I believe the most elegant and quick (seemingly) solution is to provide the
extension developers a field (in the extension gallery, not in the extension
itself) that will include the platform and the version.
Going farther, you can add a check if the platform and the version (or even
let the developer enter the search string) exist in the user agent or
anywhere else you can think of and show a warning next to the install
button.

And an automatic quick solution can be to go over the manifest (which you
already do to search for NPAPI to add it to the approval queue) and see if
there is a DLL, SO or whatever Macintosh is using in them. If there is a
DLL, add a "Compatible with the Windows platform" and so on, or the
opposite, if it does not contain, then you surely know - "Not compatible
with the Macintosh or Linux platforms".

:::::

**EXERCISE**: Copy the stretch of the comment on extension platform compatibility from "I believe the" through "and the version.", swapping "extension developers" out for "add-on developers".

(Object position labeling records)
:::::

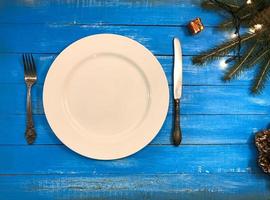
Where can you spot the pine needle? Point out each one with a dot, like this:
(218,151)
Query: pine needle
(261,77)
(220,50)
(238,67)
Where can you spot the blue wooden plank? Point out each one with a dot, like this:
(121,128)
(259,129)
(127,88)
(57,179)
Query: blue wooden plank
(196,129)
(233,186)
(195,100)
(11,70)
(53,38)
(162,12)
(160,159)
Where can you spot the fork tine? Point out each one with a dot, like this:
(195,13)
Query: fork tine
(33,64)
(30,66)
(24,64)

:::::

**PROBLEM SOLUTION**:
I believe the most elegant and quick (seemingly) solution is to provide the
add-on developers a field (in the extension gallery, not in the extension
itself) that will include the platform and the version.